Задание 1: Перепиши записи от строки с «of the warm» до конца записей включительно, заменив «stone» на «granite». Всё остальное оставь без изменений.

Отрывок текста:

※ ※ ※

Упоминание про то, что он князь, ему не нравилось. Терпеливо объяснил, что принимая гражданство США, отказываешься от всех титулов. Таков закон. Да и мало кого это в Америке волнует. К тому же, добавлял он, что хотя они, Шаховские, и древнейший род, Рюриковичи, ветвь их семьи в материальном отношении отнюдь не процветала. Его, Сережин, отец, в белую армию пошел шестнадцатилетним, добровольцем, рядовым, сражаться не за богатство, не за поместья — их не 6ыло.
А как-то рассказал, что в детстве, прошедшем в послевоенной Германии, в разрушенном Мюнхене, случился эпизод, навсегда излечивший его от того, чтоб кичиться знатностью. Он жил там с родителями, как он выразился, в щели, где, когда постели на ночь раскладывали, пройти уже было нельзя. Игрушек — никаких. Разве что заяц с оборванными ушами, что мать его вывезла из Чехословакии. Игрушками у них, детей войны, были патроны, гильзы. Один Сережин приятель так и погиб: на его месте он сам мог оказаться, будучи очень заводным, любящим лидерствовать. Тем более, когда однажды узнал, что он — князь. Это показалось очень значительным — и, преисполнившись особенного самоуважения, начал сверстниками повелевать. Не всегда с охотой, но подчинялись. Пока одна девочка не произнесла раздельно: «Князь! А пузо голое…» И вот с той поры у — Сережа, говоря, улыбнулся, — когда упоминают про князя, мысленно добавляю: а пузо голое.

※ ※ ※

Задание 2: Продолжи рассказ о Сереже Шаховском после его последнего предложения.

Данные разметки точками:
※ ※ ※

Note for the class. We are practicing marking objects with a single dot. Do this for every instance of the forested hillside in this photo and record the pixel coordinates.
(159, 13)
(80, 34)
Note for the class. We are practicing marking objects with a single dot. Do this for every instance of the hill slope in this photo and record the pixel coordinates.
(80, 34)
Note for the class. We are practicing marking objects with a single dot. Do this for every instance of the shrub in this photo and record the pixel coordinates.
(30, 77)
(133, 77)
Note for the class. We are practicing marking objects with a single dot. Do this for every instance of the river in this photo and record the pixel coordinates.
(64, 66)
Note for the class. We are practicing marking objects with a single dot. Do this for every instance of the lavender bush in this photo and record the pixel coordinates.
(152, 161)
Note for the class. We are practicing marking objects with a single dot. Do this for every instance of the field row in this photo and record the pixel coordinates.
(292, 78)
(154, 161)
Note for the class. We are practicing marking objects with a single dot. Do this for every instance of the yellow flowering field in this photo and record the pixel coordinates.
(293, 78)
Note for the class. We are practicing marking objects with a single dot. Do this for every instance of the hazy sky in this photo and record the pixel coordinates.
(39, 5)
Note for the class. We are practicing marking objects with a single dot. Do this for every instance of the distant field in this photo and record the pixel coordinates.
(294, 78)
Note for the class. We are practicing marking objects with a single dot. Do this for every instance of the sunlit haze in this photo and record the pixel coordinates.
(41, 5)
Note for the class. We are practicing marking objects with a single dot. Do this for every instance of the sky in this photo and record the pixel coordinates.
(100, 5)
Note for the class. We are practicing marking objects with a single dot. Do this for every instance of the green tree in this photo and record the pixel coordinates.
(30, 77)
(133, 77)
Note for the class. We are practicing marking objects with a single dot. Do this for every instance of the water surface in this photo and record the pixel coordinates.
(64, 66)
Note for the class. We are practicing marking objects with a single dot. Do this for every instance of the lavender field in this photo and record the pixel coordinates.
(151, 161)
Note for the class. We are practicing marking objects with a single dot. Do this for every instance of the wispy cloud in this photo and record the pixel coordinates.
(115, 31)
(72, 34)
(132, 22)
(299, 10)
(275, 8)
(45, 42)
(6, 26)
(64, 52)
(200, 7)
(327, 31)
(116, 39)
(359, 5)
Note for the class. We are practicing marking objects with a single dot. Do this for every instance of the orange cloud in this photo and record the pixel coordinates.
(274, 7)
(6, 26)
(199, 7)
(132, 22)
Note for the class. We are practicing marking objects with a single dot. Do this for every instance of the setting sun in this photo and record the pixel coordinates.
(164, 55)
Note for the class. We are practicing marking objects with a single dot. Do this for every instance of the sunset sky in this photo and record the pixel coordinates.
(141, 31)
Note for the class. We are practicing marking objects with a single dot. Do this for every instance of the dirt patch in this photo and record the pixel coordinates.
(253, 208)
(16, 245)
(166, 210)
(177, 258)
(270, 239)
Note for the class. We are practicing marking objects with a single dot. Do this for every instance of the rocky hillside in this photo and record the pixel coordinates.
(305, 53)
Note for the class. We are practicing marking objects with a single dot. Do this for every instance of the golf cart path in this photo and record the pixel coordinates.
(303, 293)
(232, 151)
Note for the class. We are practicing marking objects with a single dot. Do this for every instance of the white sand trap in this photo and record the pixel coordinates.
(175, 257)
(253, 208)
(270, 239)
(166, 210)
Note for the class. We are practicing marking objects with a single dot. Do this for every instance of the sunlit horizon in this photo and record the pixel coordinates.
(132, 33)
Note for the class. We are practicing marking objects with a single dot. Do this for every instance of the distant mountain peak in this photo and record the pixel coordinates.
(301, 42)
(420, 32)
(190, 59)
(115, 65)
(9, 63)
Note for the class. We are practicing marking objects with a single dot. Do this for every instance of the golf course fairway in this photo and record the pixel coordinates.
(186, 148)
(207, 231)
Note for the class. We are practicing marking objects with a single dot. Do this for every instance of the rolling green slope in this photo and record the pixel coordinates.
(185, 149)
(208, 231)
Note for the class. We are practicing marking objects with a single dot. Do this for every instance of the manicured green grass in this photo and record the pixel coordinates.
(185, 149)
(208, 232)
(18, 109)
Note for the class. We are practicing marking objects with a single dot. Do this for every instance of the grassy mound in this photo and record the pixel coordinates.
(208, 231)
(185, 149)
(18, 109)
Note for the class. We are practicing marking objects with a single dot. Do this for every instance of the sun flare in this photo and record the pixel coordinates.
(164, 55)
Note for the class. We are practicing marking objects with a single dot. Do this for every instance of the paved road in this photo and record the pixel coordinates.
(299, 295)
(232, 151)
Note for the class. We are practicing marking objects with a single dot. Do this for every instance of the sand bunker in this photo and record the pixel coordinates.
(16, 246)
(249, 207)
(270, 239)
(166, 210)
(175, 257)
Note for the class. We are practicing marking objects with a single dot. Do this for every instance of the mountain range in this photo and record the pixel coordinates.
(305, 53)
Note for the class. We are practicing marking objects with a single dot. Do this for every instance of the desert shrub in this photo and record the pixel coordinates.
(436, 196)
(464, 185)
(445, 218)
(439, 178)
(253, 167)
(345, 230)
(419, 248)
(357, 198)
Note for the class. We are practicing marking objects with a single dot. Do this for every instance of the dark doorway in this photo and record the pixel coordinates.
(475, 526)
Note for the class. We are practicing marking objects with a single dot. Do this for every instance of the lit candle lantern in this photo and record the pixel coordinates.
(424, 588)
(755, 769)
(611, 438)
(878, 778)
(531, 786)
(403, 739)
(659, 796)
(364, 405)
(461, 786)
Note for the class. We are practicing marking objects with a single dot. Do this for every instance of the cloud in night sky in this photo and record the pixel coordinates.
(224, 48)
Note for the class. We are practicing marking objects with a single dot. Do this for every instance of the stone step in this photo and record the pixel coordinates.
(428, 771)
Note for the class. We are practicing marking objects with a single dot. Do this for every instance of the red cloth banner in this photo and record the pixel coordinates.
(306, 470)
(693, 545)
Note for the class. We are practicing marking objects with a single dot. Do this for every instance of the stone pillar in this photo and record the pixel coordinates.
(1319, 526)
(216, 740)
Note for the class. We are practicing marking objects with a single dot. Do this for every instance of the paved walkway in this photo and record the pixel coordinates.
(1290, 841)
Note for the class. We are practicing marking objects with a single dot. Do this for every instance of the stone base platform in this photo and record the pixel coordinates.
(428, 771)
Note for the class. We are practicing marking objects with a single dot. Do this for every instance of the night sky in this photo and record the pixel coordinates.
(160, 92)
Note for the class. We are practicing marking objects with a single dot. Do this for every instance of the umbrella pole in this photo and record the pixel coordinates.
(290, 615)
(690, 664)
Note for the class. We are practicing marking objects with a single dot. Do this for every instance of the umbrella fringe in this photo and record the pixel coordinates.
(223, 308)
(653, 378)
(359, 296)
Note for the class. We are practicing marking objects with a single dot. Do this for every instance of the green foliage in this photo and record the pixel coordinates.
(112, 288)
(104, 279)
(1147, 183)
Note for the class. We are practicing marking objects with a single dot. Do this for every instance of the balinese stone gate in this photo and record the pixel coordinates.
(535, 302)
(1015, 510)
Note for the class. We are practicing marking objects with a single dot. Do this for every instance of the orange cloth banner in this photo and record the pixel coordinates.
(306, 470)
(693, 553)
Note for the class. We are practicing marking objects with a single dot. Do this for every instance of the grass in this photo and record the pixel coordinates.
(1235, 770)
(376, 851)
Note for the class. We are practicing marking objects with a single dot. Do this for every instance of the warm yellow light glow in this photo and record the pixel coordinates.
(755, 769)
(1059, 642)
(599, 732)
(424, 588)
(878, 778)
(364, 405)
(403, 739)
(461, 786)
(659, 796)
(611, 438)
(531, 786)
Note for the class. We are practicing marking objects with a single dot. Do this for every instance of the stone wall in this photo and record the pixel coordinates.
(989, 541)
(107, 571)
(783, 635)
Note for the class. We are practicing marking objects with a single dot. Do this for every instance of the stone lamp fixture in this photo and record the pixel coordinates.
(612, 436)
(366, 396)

※ ※ ※

Ответ 1:
Note for the class. We are practicing marking objects with a single dot. Do this for every instance of the warm yellow light glow in this photo and record the pixel coordinates.
(755, 769)
(1059, 642)
(599, 732)
(424, 588)
(878, 778)
(364, 405)
(403, 739)
(461, 786)
(659, 796)
(611, 438)
(531, 786)
Note for the class. We are practicing marking objects with a single dot. Do this for every instance of the granite wall in this photo and record the pixel coordinates.
(989, 541)
(107, 571)
(783, 635)
Note for the class. We are practicing marking objects with a single dot. Do this for every instance of the granite lamp fixture in this photo and record the pixel coordinates.
(612, 436)
(366, 396)

Ответ 2:
Действительно, чего уж в нем и в помине не было, так это надменности. Ни тени. И ни капли показушничества. Сколько раз мы ни виделись, всегда был в джинсах, ковбойке. Ладный, подтянутый. Очень коротко стригся, крупную голову облекал седой плотный ежик. Подбородок, лоб, надбровья — все было крепкой, уверенной лепки. Пусть он от знатности уклонялся, но порода в нем явно чувствовалась.
Помню, в первый свой к нам приезд он на удивление быстро, ловко обустроил у нас на участке грядку, которую мы так и прозвали Сережиной, и она, единственная, давала урожай. Потом уже мы узнали, что может, умеет он все, на все руки мастер: и строгать, и пилить, и дома проектировать, и доводить их опять же собственноручно до блеска.
Чего он только не перепробовал: по образованию историк, и бизнесом занимался, и садоводчеством, и дороги строил как чернорабочий, работал на «Голосе Америки», в скаутских лагерях бывал, служил в морской пехоте. Когда же мы с ним познакомились, он приехал из Женевы после участия в переговорах по разоружению, и сразу из Шереметьева — в Капустин Яр, где в качестве переводчика должен был присутствовать при уничтожении последней советской ракеты средней дальности СС-20. Событие это состоялось в 1991 году.
Тогда же произошло и наше с ним знакомство. В самолете: сосед, как показалось, типичный англосакс, что-то в блокноте строчил: по-русски?! Это и был Сережа. Он вел дневник.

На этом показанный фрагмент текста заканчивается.